● Text passage
Post-COVID-19 healthcare transformed with telehealth
From the start of the COVID-19 pandemic, many areas of patient care have been brought to an alarming state, posing serious consequences, and ultimately constituting strong reasons to institute actionable change.
The healthcare field quickly realised that waiting for the pandemic to subside was not an option and instead began to create innovative change by enhancing approaches and processes in care. These enhancements hinged on the transformation of delivered care, increasing coordination between all parties involved to not simply alleviate the current crisis at hand, but rather improve overall care delivery to patients and their communities.
Embracing a more connected preventative care approach
The pandemic offered the opportunity to add prevention into the medicine bag of today’s
practitioners, particularly primary care physicians (PCPs). Picking out those with the highest risk for COVID-19, such as individuals in higher age groups and/or those with immunodeficiency, was clear evidence of the desire by frontline healthcare workers to improve a public health approach. The U.S. healthcare system has relied on high-end care for the sickest patients with modern drugs and procedures, while preemptive care has primarily been used for debilitating diseases. Given lessons learned from the pandemic and embracing a more proactive approach to prevention, the healthcare space has an opportunity to leverage technology embraced over the last two years to set up databases and other resources to prevent illnesses, from COVID-19 to heart disease, before they happen or become debilitating.
More importantly, the pandemic highlighted both the inequities in healthcare and how poorly organised our public health system currently is. We have a patchwork of city, state, county, and federal healthcare initiatives that are neither coordinated nor aligned with common goals and strategies. While large private hospital systems have included prevention in their healthcare systems, these are largely unconnected to the other public and private systems.
This need was underscored during the vaccine rollout as the lack of a single healthcare electronic record caused disorganisation and delays. Significant amounts of time were committed to registering each patient to the healthcare system providing the vaccine. This required small hospitals, clinics, and other relevant facilities to spend a fortune on developing their own personal electronic records, which many found to be difficult to transport, particularly in emerging pandemics or emergencies. While patient privacy is always a necessity for any healthcare service, the expedited nature of the vaccine rollout shed light on how all parties involved can utilise solutions to help alleviate current disparities and hang-ups that exist across the industry, not just for streamlining online patient records, but improving communication, efficiencies, and processes as well.

● Data extract
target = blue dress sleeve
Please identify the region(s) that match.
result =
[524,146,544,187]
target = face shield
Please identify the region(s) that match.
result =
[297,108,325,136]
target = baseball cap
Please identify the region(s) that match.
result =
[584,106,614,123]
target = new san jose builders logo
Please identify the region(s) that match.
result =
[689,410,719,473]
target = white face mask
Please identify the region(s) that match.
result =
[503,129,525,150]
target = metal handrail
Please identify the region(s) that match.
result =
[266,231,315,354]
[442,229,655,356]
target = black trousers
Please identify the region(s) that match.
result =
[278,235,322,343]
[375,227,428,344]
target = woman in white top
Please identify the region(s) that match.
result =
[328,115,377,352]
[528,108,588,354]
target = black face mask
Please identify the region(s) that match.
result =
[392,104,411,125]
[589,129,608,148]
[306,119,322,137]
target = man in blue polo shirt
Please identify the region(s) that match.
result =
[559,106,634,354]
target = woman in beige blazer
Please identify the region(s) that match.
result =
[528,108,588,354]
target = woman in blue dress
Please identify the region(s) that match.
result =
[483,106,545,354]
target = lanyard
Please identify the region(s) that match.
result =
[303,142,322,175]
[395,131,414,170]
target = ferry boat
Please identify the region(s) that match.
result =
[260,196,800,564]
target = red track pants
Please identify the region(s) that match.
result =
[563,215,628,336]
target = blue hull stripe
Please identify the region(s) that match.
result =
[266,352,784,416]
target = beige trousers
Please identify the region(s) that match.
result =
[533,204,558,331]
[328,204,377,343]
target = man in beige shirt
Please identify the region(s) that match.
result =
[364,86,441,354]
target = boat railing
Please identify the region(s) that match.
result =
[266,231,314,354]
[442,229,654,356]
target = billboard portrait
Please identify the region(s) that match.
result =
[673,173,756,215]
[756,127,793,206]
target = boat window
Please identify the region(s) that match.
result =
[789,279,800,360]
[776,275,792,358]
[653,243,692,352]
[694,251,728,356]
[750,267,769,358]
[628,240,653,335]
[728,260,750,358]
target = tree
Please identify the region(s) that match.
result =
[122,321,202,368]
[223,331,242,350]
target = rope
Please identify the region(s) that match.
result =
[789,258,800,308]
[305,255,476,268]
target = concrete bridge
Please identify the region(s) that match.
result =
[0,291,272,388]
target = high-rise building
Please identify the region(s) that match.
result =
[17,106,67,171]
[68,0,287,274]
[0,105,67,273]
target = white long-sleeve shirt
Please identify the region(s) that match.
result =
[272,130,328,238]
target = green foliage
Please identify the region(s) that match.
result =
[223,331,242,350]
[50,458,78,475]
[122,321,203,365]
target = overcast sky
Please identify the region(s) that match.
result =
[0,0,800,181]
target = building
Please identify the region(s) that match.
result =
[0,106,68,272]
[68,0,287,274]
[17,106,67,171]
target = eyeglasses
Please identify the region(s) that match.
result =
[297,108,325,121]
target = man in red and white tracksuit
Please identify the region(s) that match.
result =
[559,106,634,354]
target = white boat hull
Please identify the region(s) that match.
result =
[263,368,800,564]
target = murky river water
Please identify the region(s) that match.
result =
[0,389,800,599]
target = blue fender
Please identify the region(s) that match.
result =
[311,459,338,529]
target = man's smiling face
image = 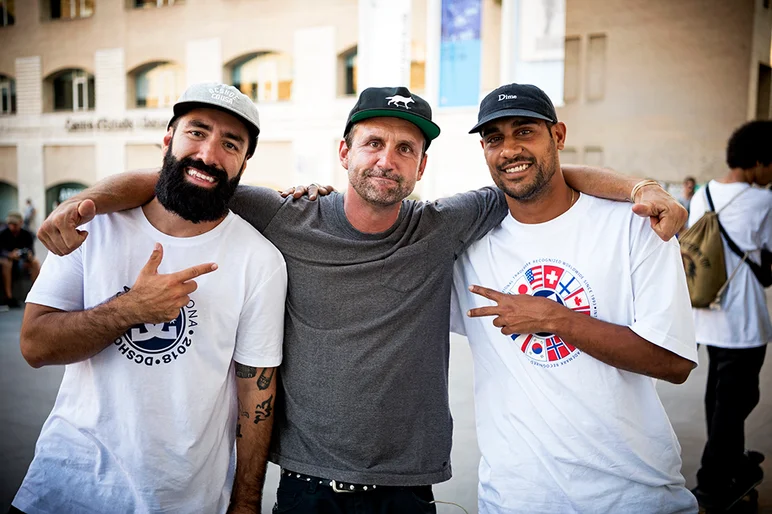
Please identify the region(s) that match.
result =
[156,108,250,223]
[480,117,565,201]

==

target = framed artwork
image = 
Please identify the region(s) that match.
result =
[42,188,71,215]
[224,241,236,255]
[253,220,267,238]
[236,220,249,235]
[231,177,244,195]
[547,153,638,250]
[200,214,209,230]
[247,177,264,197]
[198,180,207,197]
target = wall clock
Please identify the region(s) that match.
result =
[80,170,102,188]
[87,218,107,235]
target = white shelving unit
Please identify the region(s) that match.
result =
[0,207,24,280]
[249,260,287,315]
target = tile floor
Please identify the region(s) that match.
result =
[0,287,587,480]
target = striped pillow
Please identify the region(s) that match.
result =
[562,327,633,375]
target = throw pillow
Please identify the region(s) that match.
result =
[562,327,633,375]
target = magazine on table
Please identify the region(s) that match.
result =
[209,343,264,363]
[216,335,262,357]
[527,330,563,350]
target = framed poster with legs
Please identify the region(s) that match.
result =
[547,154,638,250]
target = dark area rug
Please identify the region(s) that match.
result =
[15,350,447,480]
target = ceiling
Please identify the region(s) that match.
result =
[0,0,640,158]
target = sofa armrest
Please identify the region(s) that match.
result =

==

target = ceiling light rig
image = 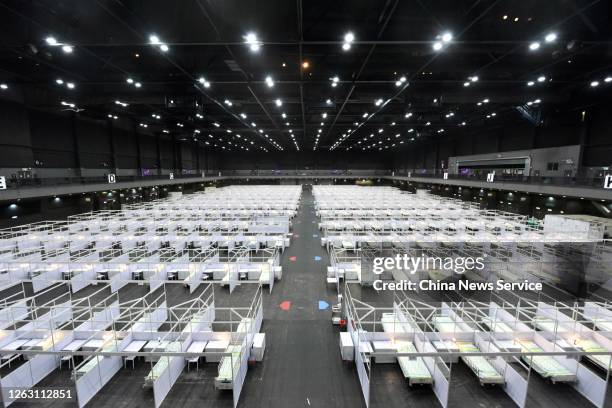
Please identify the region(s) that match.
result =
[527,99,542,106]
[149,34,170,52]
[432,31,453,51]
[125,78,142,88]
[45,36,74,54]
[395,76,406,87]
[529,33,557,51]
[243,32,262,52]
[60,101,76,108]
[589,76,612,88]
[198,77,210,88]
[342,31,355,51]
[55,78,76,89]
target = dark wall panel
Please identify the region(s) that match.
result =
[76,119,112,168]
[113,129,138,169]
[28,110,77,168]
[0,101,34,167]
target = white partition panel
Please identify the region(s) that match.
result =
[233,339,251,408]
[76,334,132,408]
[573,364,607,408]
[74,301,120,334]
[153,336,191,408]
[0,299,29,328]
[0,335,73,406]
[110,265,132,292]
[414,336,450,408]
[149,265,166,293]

● Problem 1
Reproduce word for word the part of the article on post-COVID-19 telehealth starting with "This need was" and going on through "processes as well.".
● Problem 2
In the article on post-COVID-19 telehealth, what caused disorganization and delays during the vaccine rollout?
● Problem 3
Extend the article on post-COVID-19 telehealth, picking up after its final sentence.

● Expected output 1
This need was underscored during the vaccine rollout as the lack of a single healthcare electronic record caused disorganisation and delays. Significant amounts of time were committed to registering each patient to the healthcare system providing the vaccine. This required small hospitals, clinics, and other relevant facilities to spend a fortune on developing their own personal electronic records, which many found to be difficult to transport, particularly in emerging pandemics or emergencies. While patient privacy is always a necessity for any healthcare service, the expedited nature of the vaccine rollout shed light on how all parties involved can utilise solutions to help alleviate current disparities and hang-ups that exist across the industry, not just for streamlining online patient records, but improving communication, efficiencies, and processes as well.

● Expected output 2
The lack of a single healthcare electronic record.

● Expected output 3
Joseph Flaherty, MD, President, Western Atlantic University School of Medicine
Untapping telehealth’s potential to improve health equity and quality
With each wave of the COVID-19 pandemic comes a new set of challenges for the healthcare community Among the many different tools that were implemented to help hospitals and other institutions alleviate relentless stress and shortage of time, patient telehealth services offered an effective solution as the use of various video apps for “Zoom-like” patient encounters clearly showed positive results in making it easy for the patient to seek help without risk to the public.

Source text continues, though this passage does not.